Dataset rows
•••••

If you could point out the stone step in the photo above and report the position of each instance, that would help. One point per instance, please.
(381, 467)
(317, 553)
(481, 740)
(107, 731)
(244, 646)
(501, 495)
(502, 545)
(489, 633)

•••••

[CHALLENGE] Can you reproduce all of the rows above word for word?

[WRITTEN SOLUTION]
If you could point out the stone step in the photo above and report the position of each instance, that would help. One point per instance, please.
(381, 467)
(317, 553)
(481, 740)
(107, 731)
(244, 646)
(501, 495)
(502, 545)
(489, 633)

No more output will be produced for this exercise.